Copy the items below verbatim, starting at the first line of the records and ending with the line that contains "xmin=733 ymin=74 xmax=868 ymax=588", including that line.

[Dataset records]

━━━━

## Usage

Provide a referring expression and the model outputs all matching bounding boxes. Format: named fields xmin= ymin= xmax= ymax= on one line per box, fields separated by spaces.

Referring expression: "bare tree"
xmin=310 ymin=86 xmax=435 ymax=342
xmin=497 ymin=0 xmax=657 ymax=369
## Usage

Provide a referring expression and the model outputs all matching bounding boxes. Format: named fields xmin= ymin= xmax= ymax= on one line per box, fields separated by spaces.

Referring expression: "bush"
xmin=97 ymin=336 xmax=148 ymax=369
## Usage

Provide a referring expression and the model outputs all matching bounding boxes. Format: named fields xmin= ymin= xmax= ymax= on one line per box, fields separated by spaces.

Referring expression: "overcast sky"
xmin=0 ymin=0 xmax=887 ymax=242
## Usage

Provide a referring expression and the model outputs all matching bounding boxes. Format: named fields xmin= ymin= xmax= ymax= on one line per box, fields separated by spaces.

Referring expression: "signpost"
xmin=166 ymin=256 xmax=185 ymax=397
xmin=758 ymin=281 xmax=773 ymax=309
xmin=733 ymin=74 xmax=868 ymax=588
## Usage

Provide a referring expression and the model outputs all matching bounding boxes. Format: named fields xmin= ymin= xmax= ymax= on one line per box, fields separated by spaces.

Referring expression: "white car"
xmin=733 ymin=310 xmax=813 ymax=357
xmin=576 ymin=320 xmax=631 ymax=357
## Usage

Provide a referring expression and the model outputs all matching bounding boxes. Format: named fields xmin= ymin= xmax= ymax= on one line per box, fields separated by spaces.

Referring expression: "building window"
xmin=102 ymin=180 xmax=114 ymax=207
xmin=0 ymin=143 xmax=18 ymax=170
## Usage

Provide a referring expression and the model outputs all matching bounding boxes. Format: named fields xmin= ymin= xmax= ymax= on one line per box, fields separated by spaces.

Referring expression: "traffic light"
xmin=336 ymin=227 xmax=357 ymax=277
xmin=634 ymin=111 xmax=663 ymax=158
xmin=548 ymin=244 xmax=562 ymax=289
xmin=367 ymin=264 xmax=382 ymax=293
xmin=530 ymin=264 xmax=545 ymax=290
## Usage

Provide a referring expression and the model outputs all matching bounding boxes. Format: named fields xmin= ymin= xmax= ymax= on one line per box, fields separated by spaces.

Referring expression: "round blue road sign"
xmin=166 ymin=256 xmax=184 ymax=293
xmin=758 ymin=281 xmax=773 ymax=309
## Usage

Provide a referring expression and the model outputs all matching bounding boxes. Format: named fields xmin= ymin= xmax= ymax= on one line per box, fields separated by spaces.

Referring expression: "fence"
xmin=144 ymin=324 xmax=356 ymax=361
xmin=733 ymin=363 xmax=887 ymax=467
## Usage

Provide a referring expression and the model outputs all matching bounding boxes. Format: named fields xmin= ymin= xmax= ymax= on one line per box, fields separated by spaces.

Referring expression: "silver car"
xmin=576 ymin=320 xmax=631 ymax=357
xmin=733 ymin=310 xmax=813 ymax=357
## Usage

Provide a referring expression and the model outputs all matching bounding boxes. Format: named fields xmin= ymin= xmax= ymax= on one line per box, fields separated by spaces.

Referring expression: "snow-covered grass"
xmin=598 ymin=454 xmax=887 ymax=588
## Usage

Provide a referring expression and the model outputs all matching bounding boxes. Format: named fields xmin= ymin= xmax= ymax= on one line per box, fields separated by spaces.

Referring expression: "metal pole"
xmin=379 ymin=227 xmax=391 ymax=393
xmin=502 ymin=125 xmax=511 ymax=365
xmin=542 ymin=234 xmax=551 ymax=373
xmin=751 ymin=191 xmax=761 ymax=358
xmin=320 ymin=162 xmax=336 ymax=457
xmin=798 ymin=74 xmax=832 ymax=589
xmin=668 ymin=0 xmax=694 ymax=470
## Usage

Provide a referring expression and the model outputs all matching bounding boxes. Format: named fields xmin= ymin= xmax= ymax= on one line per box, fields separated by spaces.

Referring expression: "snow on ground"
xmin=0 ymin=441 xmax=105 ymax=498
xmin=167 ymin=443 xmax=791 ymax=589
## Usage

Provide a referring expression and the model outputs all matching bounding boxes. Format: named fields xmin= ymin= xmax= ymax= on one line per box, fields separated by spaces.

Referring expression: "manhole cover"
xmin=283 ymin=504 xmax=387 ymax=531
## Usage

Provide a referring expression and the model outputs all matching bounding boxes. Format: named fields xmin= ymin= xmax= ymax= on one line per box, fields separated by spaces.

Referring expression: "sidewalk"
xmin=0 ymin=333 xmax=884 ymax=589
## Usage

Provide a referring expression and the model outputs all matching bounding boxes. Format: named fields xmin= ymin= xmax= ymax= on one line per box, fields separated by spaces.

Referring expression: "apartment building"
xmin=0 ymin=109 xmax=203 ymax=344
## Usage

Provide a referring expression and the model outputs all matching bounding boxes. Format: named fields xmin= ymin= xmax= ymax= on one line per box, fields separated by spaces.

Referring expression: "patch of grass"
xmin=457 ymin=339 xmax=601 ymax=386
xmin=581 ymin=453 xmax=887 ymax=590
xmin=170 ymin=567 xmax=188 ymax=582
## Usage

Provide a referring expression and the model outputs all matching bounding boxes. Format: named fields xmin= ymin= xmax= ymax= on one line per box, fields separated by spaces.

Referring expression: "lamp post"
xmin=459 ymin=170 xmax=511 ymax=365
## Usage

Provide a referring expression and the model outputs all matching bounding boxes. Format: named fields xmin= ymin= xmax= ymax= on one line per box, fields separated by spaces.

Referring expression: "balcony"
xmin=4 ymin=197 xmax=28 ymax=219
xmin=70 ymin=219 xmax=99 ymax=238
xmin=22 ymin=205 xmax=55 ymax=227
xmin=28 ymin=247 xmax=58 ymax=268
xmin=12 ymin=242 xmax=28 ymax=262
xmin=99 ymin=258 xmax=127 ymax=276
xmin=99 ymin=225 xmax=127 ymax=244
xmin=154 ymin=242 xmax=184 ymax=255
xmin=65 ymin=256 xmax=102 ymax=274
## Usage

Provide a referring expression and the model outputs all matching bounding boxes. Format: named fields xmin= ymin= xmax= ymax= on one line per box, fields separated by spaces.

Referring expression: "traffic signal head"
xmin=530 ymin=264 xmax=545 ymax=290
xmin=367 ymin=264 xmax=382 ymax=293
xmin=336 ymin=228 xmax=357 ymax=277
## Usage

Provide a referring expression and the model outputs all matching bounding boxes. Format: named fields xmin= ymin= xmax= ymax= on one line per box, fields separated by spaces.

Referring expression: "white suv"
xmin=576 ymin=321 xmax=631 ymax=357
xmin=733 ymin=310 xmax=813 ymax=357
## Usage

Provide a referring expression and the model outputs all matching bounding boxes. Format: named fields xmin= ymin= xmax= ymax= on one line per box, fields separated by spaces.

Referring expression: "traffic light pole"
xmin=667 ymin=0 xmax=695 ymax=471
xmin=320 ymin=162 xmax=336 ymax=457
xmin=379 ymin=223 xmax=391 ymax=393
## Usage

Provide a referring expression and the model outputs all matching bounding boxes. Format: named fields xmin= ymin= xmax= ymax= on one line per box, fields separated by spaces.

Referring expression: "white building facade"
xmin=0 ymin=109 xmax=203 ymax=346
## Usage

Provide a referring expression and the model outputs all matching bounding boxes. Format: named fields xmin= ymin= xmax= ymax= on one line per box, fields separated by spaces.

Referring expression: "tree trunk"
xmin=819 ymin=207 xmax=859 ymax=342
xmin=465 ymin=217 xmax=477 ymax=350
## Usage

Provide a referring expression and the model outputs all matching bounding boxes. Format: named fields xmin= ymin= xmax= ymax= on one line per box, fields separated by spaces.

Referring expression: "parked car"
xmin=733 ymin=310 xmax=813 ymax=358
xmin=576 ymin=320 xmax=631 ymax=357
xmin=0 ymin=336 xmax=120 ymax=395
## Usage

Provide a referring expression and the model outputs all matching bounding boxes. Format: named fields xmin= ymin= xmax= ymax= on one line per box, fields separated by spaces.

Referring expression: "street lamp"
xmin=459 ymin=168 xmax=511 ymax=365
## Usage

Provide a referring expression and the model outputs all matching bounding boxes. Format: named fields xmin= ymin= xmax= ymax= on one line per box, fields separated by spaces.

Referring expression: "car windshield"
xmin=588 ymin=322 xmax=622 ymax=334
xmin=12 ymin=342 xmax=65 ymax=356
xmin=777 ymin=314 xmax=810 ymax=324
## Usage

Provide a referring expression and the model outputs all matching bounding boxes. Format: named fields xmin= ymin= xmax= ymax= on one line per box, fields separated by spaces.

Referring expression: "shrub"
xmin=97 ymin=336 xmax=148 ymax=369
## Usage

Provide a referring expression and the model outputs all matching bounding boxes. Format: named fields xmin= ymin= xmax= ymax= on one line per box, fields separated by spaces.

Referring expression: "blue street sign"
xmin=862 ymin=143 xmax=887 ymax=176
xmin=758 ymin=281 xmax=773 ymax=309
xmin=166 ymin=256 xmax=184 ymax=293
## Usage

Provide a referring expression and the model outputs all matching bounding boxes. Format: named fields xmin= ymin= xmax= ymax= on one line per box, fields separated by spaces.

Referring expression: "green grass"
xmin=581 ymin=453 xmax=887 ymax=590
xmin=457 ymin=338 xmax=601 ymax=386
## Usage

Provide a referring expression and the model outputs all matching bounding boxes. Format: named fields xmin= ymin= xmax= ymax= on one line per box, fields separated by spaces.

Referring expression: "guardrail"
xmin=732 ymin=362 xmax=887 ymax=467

━━━━

_SOLUTION FOR THIS EXERCISE_
## Usage

Provide a referring expression and the model outputs all matching bounding boxes. Format: named fields xmin= ymin= xmax= ymax= on one line per box, fields separated by spaces.

Referring expression: "bare tree"
xmin=310 ymin=86 xmax=435 ymax=342
xmin=497 ymin=0 xmax=657 ymax=369
## Usage

Provide a referring expression and the model outputs all matching bounding boxes. Format: named fields xmin= ymin= xmax= ymax= on one line per box, fields separated by spaces.

Referring expression: "bush"
xmin=97 ymin=336 xmax=148 ymax=369
## Usage

Provide a referring expression and the model outputs all matching bounding boxes. Format: named fields xmin= ymin= xmax= ymax= on one line per box, fields separated by spaces.

Referring expression: "overcast sky"
xmin=0 ymin=0 xmax=887 ymax=242
## Usage

Provide a referring expression and the model outputs all matching bounding boxes. Format: named fields xmin= ymin= xmax= ymax= on one line per box, fields separated by spaces.

Referring expression: "signpost"
xmin=166 ymin=256 xmax=185 ymax=397
xmin=758 ymin=281 xmax=773 ymax=309
xmin=733 ymin=74 xmax=868 ymax=588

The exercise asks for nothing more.